## Goal:
Find the line containing "Ground floor plank". Retype it and every line after it through the end of the entries, exactly as written, with nothing added.
________________________________________
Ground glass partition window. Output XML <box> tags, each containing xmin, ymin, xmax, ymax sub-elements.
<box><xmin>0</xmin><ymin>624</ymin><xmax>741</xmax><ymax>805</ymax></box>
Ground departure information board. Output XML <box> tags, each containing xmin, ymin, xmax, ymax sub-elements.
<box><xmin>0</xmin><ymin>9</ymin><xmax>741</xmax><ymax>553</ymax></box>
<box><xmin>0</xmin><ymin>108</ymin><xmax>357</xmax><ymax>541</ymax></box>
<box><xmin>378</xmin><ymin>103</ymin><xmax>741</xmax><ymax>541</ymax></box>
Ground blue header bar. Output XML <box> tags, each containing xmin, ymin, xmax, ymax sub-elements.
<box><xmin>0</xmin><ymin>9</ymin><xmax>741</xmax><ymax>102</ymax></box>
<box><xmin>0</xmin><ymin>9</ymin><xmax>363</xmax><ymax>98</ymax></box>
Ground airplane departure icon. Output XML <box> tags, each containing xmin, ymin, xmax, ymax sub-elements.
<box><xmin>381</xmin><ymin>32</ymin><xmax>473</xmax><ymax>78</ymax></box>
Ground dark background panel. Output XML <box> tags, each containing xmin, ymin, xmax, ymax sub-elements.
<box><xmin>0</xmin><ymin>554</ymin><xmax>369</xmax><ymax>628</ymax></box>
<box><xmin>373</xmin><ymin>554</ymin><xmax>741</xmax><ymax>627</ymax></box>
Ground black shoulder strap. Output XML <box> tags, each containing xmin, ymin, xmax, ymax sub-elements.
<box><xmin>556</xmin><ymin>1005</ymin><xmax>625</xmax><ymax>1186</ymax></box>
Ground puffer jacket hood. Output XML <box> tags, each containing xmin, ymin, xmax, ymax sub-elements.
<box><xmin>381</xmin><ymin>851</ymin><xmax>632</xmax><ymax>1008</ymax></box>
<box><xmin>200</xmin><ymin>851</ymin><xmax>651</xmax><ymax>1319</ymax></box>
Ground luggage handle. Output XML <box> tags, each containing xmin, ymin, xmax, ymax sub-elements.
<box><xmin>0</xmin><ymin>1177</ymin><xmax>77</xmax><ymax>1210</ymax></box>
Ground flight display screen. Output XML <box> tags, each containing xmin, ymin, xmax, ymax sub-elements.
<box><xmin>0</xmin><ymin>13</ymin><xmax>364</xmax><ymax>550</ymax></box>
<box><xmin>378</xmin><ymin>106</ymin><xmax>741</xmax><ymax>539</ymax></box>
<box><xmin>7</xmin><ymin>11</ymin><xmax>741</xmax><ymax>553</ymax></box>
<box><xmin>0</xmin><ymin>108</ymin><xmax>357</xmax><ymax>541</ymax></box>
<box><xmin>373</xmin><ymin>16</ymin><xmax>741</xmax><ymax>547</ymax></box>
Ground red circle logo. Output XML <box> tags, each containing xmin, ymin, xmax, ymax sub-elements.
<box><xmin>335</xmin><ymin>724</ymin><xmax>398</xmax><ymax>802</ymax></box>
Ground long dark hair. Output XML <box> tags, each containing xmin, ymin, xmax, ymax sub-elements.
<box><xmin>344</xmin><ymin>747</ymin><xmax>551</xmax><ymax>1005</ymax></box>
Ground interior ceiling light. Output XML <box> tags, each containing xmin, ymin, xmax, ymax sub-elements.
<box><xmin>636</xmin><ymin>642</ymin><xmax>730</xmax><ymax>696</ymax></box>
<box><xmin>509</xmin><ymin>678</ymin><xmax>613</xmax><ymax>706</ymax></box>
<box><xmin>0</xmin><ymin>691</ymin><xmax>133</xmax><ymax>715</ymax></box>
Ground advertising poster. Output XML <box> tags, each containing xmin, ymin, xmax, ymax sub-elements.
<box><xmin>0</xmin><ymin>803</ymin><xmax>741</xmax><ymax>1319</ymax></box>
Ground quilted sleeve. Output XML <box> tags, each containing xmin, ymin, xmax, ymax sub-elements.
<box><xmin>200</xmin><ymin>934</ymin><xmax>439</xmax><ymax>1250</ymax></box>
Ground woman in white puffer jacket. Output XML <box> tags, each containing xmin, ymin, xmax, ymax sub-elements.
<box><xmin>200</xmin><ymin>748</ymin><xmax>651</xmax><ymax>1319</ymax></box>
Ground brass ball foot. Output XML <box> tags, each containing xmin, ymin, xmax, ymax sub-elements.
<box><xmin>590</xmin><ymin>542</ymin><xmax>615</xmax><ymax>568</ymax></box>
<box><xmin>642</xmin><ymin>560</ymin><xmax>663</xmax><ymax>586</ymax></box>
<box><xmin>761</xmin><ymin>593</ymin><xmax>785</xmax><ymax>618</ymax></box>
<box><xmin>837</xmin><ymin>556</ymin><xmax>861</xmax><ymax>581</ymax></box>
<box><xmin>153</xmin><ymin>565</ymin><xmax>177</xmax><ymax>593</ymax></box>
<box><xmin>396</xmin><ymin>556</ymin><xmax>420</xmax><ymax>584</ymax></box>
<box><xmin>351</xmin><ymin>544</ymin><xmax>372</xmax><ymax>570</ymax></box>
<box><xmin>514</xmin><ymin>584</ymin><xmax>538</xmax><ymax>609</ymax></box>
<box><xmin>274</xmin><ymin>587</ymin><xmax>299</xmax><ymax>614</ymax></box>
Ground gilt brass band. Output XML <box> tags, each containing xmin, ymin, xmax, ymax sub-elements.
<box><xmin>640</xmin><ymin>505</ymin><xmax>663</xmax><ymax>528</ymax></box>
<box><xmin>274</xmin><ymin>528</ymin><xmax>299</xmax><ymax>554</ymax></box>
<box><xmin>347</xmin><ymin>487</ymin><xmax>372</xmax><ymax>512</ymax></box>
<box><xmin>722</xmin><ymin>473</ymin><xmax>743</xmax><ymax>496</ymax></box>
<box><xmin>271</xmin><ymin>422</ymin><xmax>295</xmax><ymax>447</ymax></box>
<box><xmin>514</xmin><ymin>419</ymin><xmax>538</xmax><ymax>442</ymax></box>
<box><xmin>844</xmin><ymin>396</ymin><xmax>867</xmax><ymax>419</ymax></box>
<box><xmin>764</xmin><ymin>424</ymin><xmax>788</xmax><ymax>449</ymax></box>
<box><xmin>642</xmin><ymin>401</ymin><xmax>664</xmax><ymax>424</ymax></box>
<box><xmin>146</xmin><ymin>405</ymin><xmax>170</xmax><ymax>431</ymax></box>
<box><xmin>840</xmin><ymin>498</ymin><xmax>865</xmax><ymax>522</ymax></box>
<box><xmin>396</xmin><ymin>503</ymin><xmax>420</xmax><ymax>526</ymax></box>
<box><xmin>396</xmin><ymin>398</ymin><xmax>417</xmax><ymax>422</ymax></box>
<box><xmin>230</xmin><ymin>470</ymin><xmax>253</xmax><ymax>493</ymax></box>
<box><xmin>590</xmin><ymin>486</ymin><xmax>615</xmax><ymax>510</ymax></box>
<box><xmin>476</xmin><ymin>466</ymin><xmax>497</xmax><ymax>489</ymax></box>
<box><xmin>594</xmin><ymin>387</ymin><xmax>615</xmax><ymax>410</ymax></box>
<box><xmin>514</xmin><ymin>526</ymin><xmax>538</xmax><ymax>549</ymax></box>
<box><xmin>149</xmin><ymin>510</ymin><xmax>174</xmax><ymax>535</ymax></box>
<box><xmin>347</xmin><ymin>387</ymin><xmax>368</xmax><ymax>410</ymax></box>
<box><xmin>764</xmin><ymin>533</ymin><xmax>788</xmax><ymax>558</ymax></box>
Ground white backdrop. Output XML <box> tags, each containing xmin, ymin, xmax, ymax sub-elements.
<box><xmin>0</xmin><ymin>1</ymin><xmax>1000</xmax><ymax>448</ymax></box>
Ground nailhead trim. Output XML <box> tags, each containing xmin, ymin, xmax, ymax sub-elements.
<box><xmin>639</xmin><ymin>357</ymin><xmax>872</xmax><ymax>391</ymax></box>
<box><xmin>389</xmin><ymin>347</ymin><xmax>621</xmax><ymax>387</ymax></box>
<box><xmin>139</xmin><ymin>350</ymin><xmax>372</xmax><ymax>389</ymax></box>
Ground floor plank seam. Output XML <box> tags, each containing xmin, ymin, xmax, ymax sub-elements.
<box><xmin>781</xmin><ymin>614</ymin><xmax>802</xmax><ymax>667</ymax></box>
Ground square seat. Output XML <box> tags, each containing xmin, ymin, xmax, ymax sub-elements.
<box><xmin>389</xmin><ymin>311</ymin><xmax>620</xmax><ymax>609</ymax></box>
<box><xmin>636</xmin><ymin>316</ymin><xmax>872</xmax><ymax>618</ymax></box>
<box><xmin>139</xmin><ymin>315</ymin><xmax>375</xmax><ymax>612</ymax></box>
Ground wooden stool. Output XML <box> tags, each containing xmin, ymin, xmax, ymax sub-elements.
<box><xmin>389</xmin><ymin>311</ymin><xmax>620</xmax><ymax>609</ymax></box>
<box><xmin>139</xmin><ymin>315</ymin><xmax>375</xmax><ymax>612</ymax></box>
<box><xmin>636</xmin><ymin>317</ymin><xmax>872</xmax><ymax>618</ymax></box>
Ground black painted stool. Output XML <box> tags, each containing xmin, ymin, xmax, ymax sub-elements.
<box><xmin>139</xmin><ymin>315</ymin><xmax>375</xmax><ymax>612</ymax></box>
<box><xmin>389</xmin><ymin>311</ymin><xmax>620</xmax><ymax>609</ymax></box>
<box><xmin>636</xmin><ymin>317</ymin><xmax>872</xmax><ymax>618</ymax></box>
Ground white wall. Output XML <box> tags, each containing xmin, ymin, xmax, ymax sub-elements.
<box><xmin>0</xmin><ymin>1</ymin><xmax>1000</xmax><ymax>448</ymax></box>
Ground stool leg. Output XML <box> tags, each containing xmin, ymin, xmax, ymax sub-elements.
________________________________________
## Output of the exercise:
Ground floor plank seam. Output XML <box> tags, each containing xmin, ymin, xmax, ymax sub-elements.
<box><xmin>781</xmin><ymin>614</ymin><xmax>802</xmax><ymax>667</ymax></box>
Ground square seat. Output XML <box> tags, each containing xmin, ymin, xmax, ymax sub-elements.
<box><xmin>389</xmin><ymin>311</ymin><xmax>620</xmax><ymax>609</ymax></box>
<box><xmin>636</xmin><ymin>316</ymin><xmax>872</xmax><ymax>618</ymax></box>
<box><xmin>139</xmin><ymin>315</ymin><xmax>375</xmax><ymax>612</ymax></box>
Ground wooden stool. Output XML <box> tags, each containing xmin, ymin, xmax, ymax sub-elements.
<box><xmin>389</xmin><ymin>311</ymin><xmax>620</xmax><ymax>609</ymax></box>
<box><xmin>139</xmin><ymin>315</ymin><xmax>375</xmax><ymax>612</ymax></box>
<box><xmin>636</xmin><ymin>317</ymin><xmax>872</xmax><ymax>618</ymax></box>
Ground black painted stool. Output XML <box> tags, each containing xmin, ymin, xmax, ymax sub-elements.
<box><xmin>139</xmin><ymin>315</ymin><xmax>375</xmax><ymax>612</ymax></box>
<box><xmin>389</xmin><ymin>311</ymin><xmax>620</xmax><ymax>609</ymax></box>
<box><xmin>636</xmin><ymin>317</ymin><xmax>872</xmax><ymax>618</ymax></box>
Ground white wall. Output XML <box> tags, each containing xmin, ymin, xmax, ymax sub-elements.
<box><xmin>0</xmin><ymin>1</ymin><xmax>1000</xmax><ymax>448</ymax></box>
Ground stool leg. Output XML <box> tags, each containing xmin, ymin, xmax, ymax sub-elements.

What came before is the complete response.